▸ **REQUIRED ACTION**
Start to finish, print the entries exactly, and carry none of the pictures over.

▸ **AVAILABLE DATA**

※

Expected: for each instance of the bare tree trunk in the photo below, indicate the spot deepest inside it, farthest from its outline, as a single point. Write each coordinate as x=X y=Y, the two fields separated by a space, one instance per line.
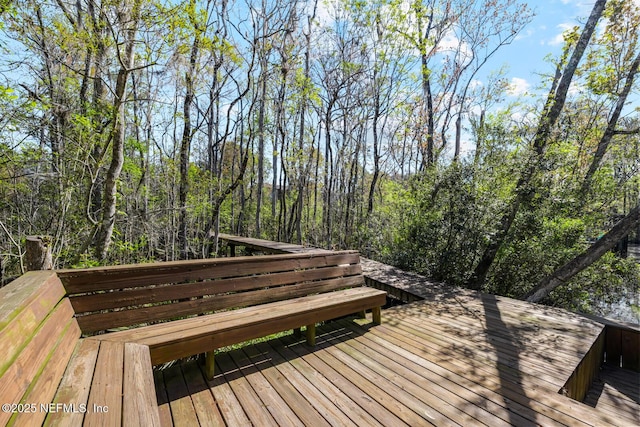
x=38 y=253
x=611 y=129
x=586 y=258
x=117 y=135
x=185 y=145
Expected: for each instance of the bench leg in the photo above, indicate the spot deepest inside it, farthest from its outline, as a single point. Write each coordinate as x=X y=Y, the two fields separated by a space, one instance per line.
x=311 y=334
x=209 y=364
x=376 y=313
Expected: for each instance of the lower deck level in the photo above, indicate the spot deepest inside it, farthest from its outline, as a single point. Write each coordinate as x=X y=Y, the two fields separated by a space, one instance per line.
x=460 y=360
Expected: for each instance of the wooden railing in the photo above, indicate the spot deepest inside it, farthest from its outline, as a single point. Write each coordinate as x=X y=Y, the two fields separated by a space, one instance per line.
x=622 y=348
x=618 y=345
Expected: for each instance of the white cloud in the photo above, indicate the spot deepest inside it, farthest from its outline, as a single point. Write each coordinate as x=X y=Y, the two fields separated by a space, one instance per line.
x=518 y=86
x=559 y=38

※

▸ **RESPONSE AREA**
Expected: for each instance of the bare tree trunk in the photo below, indicate the spot deepest inside it, farthest from its outline, as a single point. Write each coordinate as x=X y=Y, the two fields separated by a space, one instance per line.
x=38 y=253
x=611 y=129
x=586 y=258
x=117 y=135
x=185 y=145
Expected: for each instance of the bench leg in the photo above, indicate the spot deepest inside it, farthest from its outline, as a single point. Write each coordinate as x=X y=Y, the two fields separated by a space, one instance per line.
x=311 y=334
x=209 y=364
x=376 y=313
Expected: for each instance of the lower deck level in the photo above, indicate the spot deepest inside it, farthest from its outline, as a single point. Write each coordinate as x=X y=Y, the two fields separated by a space, one instance per line.
x=460 y=360
Expected: for each instance of the wooden railing in the photo above, indicate the spot deepest inside it, farthest from its outline, as a single point. Write each coordinate as x=X y=Y, the two fields separated by a space, one instance per line.
x=622 y=348
x=618 y=345
Expected: for each instance of the white cloud in the photo above, indicate the spot deepest inside it, farthest from its outline, as a single point. Write each coordinate as x=X y=Y, the two fields separated by a space, one instance per line.
x=518 y=86
x=559 y=38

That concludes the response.